# Instructions for the task
Rewrite the material below with "autumn tree" changed to "fall tree" and nothing else altered. Omit the pictures from your version.

# Dataset records
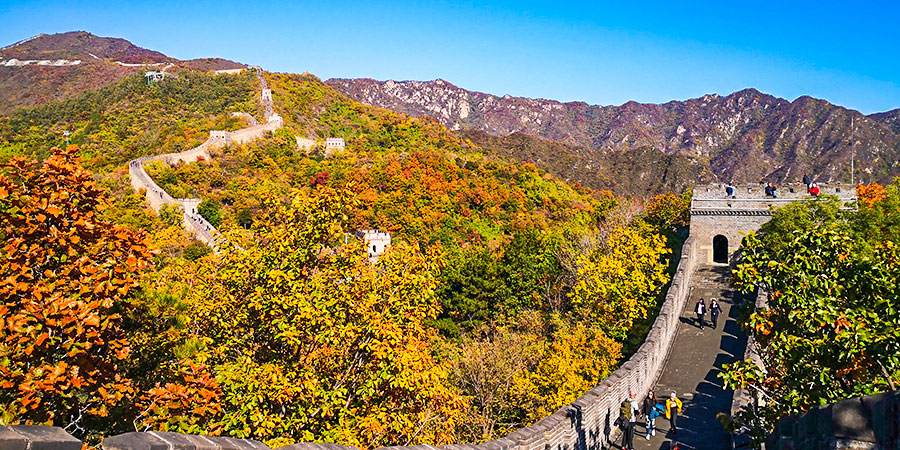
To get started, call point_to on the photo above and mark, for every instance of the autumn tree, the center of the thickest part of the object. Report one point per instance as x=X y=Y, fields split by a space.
x=309 y=341
x=617 y=276
x=668 y=211
x=66 y=279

# Result for this exercise
To get started, call point_to on the photo above and mark, for every instance of the fall tree, the center of the thickest part of the object. Report one point per instance as x=X y=Y, fields split by a space.
x=309 y=341
x=617 y=276
x=668 y=211
x=66 y=279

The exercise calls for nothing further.